» **Task instructions**
Reproduce the stretch of entries below from the line containing "Guideline: for every instance of the young girl, the" through the line containing "<point>490,69</point>", copying every line between them character for character.

-- BEGIN --

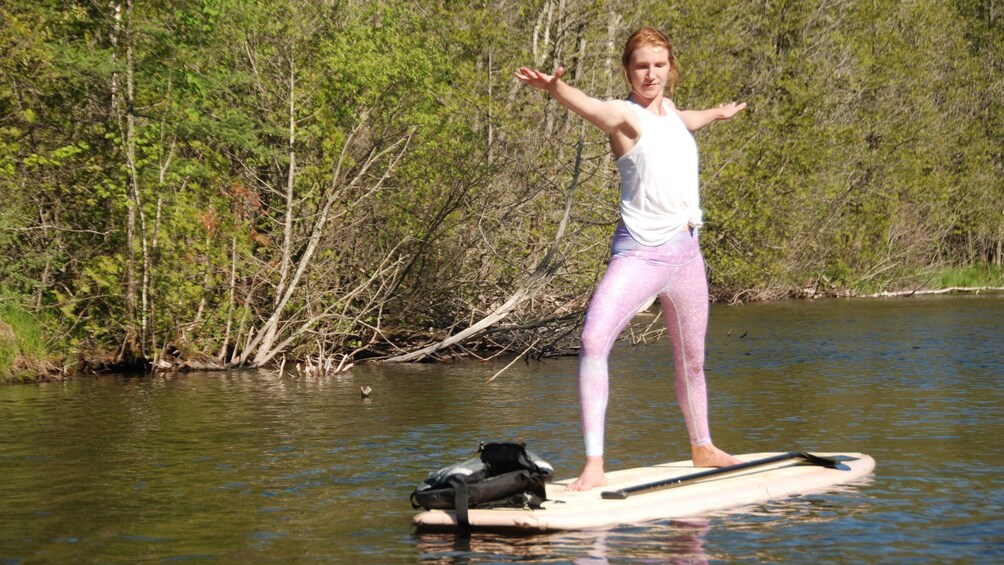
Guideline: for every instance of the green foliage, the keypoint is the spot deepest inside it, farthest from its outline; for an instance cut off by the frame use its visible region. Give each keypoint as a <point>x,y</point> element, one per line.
<point>23,349</point>
<point>870,152</point>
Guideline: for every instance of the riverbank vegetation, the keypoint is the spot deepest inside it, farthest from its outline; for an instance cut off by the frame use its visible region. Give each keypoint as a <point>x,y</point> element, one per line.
<point>212,183</point>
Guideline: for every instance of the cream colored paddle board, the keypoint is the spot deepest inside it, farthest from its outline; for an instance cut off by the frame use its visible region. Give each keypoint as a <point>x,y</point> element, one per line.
<point>566,510</point>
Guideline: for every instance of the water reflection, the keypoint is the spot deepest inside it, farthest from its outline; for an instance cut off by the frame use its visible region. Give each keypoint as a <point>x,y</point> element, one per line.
<point>259,467</point>
<point>670,542</point>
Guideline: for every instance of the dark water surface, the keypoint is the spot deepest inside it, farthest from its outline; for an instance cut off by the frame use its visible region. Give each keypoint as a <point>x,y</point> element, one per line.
<point>250,467</point>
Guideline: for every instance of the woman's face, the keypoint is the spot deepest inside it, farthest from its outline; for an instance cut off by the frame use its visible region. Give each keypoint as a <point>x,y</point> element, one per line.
<point>649,70</point>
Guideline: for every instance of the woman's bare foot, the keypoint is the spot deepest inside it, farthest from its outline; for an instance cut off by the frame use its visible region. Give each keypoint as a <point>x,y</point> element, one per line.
<point>710,456</point>
<point>592,475</point>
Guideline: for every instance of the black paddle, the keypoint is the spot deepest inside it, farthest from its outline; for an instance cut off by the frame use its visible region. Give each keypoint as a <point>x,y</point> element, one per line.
<point>678,481</point>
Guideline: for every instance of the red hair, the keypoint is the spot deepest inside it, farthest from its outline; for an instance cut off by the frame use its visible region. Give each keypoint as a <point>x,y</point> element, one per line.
<point>651,37</point>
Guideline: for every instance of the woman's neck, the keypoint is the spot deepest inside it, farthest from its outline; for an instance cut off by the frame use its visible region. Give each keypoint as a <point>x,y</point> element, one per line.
<point>655,105</point>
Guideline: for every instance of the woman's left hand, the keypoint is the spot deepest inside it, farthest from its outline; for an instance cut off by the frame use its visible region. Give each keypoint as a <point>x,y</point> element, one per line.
<point>730,109</point>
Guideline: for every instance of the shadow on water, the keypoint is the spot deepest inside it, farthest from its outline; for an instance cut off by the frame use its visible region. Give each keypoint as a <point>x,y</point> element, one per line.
<point>253,467</point>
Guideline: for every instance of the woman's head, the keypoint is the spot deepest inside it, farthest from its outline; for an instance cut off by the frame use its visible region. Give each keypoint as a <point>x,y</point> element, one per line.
<point>647,47</point>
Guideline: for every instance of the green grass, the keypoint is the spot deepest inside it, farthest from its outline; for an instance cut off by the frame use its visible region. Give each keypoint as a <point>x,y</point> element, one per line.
<point>23,351</point>
<point>971,277</point>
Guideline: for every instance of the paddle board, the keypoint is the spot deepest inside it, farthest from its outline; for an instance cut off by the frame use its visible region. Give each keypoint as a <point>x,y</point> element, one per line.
<point>667,491</point>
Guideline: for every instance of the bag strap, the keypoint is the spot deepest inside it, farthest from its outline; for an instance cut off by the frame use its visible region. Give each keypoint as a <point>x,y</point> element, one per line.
<point>460,502</point>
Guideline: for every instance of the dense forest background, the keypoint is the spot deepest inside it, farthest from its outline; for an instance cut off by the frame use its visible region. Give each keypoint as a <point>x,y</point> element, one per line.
<point>235,183</point>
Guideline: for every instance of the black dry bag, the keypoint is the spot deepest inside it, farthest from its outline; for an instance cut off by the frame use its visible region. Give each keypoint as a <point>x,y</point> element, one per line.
<point>505,475</point>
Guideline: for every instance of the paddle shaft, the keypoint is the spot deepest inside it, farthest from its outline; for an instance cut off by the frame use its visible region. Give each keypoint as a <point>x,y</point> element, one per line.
<point>670,483</point>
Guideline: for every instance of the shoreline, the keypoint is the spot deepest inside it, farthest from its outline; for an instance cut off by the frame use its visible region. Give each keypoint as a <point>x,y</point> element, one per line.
<point>99,363</point>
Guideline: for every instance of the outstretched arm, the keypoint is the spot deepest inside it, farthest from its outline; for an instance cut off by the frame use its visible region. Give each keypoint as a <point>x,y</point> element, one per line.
<point>696,119</point>
<point>609,116</point>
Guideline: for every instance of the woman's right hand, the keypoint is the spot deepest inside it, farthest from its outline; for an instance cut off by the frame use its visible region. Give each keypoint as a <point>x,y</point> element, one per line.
<point>537,79</point>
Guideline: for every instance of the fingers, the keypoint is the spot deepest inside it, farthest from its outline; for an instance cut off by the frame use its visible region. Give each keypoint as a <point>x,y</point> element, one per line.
<point>536,78</point>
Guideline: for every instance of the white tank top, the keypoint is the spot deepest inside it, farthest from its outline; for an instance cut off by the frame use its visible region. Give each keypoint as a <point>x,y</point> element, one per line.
<point>659,179</point>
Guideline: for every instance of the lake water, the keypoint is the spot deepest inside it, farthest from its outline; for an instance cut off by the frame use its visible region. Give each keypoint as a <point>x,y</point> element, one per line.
<point>250,467</point>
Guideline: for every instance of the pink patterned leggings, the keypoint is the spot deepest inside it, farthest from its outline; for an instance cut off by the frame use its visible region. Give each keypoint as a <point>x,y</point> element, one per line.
<point>675,272</point>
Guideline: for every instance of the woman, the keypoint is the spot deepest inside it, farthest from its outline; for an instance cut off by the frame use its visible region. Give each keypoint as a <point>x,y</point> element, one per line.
<point>656,251</point>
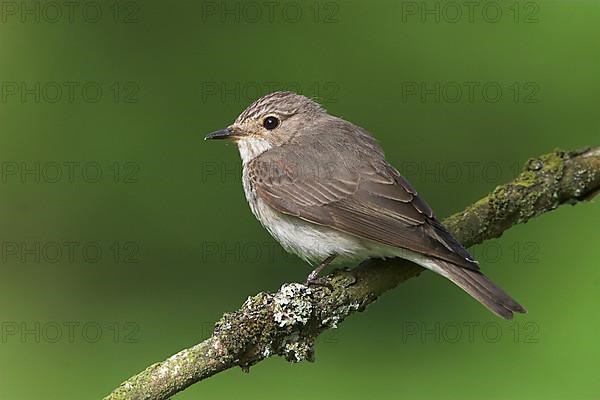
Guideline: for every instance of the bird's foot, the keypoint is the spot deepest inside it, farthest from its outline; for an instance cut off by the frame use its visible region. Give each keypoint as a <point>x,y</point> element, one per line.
<point>314,281</point>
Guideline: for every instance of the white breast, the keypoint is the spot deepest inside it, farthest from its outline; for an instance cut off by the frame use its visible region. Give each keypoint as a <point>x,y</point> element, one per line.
<point>309,241</point>
<point>251,148</point>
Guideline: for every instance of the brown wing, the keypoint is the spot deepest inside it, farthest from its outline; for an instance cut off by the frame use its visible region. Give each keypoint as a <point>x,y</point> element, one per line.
<point>346,184</point>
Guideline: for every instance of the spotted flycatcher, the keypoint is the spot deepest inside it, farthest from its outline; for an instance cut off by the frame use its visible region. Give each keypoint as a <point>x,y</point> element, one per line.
<point>322,188</point>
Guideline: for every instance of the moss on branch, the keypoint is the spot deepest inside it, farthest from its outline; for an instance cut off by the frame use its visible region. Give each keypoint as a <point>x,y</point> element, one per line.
<point>287,323</point>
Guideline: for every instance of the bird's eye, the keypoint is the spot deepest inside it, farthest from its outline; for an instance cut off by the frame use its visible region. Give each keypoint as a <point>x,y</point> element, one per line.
<point>271,123</point>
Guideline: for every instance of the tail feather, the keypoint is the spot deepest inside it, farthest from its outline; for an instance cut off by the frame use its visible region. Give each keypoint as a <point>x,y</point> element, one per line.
<point>479,287</point>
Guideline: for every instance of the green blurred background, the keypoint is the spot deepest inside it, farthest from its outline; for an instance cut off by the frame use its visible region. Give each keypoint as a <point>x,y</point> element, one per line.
<point>179,245</point>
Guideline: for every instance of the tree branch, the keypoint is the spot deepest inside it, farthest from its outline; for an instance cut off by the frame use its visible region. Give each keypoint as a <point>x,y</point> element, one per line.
<point>287,322</point>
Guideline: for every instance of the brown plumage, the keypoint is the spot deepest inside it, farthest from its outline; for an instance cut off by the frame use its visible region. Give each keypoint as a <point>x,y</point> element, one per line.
<point>326,173</point>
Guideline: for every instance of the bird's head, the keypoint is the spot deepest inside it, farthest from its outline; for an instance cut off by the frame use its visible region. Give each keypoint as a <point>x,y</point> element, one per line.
<point>271,121</point>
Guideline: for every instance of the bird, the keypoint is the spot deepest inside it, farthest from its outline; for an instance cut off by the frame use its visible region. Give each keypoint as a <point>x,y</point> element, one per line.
<point>321,186</point>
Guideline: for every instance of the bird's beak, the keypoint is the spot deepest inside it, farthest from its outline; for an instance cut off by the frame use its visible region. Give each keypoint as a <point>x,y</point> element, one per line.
<point>222,134</point>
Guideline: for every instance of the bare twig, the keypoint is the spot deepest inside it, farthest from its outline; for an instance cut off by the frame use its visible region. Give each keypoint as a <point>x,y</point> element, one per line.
<point>287,322</point>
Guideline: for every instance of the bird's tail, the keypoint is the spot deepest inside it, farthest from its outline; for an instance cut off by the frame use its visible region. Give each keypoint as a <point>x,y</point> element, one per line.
<point>478,286</point>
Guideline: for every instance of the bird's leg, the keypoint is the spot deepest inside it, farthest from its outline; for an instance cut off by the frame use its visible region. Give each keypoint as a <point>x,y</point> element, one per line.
<point>312,277</point>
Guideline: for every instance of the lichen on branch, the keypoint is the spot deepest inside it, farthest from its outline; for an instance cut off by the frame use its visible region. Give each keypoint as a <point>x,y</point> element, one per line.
<point>287,322</point>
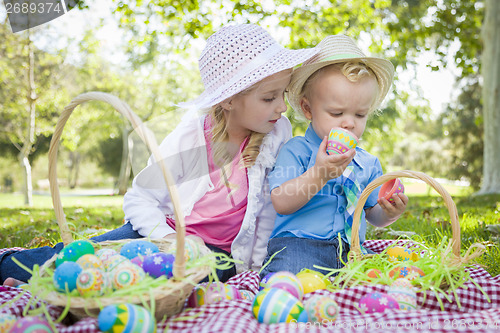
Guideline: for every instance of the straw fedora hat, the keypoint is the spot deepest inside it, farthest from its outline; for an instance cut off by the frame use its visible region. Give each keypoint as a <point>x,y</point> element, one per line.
<point>238,56</point>
<point>337,49</point>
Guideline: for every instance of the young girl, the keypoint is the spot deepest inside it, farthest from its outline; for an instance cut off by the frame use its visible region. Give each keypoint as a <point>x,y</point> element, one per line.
<point>219,161</point>
<point>339,87</point>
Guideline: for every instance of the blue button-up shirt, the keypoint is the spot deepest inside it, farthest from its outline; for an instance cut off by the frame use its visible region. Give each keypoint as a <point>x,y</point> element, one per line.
<point>323,216</point>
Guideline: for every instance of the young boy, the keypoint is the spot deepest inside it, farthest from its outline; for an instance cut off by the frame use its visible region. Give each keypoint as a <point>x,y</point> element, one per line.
<point>339,87</point>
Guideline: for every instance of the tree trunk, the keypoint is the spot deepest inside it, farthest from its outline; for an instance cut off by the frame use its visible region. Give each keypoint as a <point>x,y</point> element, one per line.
<point>126,165</point>
<point>490,69</point>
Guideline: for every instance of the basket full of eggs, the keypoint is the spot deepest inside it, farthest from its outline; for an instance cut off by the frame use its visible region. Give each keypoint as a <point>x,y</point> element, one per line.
<point>86,277</point>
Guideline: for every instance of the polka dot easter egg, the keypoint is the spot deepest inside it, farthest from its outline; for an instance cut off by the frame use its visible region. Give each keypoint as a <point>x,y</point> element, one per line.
<point>7,321</point>
<point>288,282</point>
<point>273,305</point>
<point>159,264</point>
<point>321,308</point>
<point>31,324</point>
<point>73,251</point>
<point>138,248</point>
<point>126,318</point>
<point>65,276</point>
<point>377,302</point>
<point>92,282</point>
<point>403,291</point>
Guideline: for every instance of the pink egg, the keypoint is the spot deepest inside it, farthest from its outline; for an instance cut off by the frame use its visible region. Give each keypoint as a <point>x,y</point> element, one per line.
<point>32,325</point>
<point>288,282</point>
<point>377,302</point>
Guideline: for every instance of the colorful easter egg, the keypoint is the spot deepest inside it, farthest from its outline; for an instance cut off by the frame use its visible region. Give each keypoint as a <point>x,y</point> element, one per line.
<point>7,321</point>
<point>192,249</point>
<point>212,293</point>
<point>159,264</point>
<point>399,253</point>
<point>126,318</point>
<point>247,294</point>
<point>274,305</point>
<point>138,247</point>
<point>74,250</point>
<point>288,282</point>
<point>377,302</point>
<point>127,275</point>
<point>105,253</point>
<point>90,261</point>
<point>265,279</point>
<point>312,280</point>
<point>91,281</point>
<point>373,273</point>
<point>65,276</point>
<point>321,308</point>
<point>31,324</point>
<point>406,271</point>
<point>402,290</point>
<point>115,261</point>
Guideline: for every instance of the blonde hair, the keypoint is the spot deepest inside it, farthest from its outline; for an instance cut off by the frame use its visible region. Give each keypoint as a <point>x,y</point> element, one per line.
<point>353,71</point>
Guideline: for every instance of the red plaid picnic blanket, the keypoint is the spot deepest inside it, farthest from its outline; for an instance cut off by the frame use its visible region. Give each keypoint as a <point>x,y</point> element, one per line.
<point>476,314</point>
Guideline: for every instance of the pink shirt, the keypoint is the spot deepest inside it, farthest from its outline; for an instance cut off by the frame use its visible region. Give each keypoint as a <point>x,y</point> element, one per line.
<point>217,216</point>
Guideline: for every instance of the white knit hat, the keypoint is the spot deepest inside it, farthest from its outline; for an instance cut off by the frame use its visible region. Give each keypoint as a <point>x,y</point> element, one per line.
<point>238,56</point>
<point>337,49</point>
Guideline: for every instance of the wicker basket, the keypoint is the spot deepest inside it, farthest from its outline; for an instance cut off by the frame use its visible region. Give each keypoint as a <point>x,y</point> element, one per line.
<point>169,298</point>
<point>355,253</point>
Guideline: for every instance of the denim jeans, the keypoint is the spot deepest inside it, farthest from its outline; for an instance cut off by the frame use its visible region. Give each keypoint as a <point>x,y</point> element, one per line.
<point>29,258</point>
<point>299,253</point>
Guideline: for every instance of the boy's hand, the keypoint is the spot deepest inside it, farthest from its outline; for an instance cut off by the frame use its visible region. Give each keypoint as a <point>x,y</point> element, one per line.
<point>332,166</point>
<point>394,210</point>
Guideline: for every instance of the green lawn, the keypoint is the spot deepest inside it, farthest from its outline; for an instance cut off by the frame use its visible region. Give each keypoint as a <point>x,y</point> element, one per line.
<point>426,216</point>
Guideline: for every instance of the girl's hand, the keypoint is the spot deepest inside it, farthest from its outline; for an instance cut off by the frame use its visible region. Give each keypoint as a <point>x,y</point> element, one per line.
<point>394,210</point>
<point>332,166</point>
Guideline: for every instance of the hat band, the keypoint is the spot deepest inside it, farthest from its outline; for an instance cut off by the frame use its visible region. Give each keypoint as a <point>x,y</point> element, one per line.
<point>343,56</point>
<point>255,63</point>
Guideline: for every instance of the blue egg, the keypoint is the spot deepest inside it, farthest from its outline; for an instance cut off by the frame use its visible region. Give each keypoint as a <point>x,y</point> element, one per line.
<point>126,318</point>
<point>66,274</point>
<point>138,247</point>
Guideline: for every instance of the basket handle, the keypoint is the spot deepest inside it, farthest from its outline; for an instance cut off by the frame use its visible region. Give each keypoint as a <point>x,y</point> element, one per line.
<point>147,137</point>
<point>452,208</point>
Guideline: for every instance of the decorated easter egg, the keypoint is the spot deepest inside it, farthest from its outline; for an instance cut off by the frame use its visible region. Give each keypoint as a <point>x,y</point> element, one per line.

-- END --

» **Response to the exercise**
Guideline: for every instance of the young girl, the keypoint is the spot deepest inside it, farthest from its outline; for an instance cut off by the frame use its visible region. Give each keypoint as a <point>x,y</point> element, one per line.
<point>219,161</point>
<point>339,87</point>
Guideline: for every instance of the blue button-up shirt, the keypoint is the spot deepest inside it, farthest from its outline; for an instance cut off by the frame use its visible region. Give each keypoint as a <point>x,y</point> element, one per line.
<point>323,216</point>
Guideline: for every instance of the young boy, the keypoint is the spot deepest inside it, farthest from its outline; for an instance cut off by the frame use its visible region. Give each keypoint as a <point>x,y</point> element, one per line.
<point>339,87</point>
Guideline: for every instance of the tree trunk, the keypoint is the spot deepest inside it, farthest from its outline; for an instance cut off by the frame use its visible region. Give each keypoint as a <point>x,y</point> element, one per line.
<point>126,165</point>
<point>490,69</point>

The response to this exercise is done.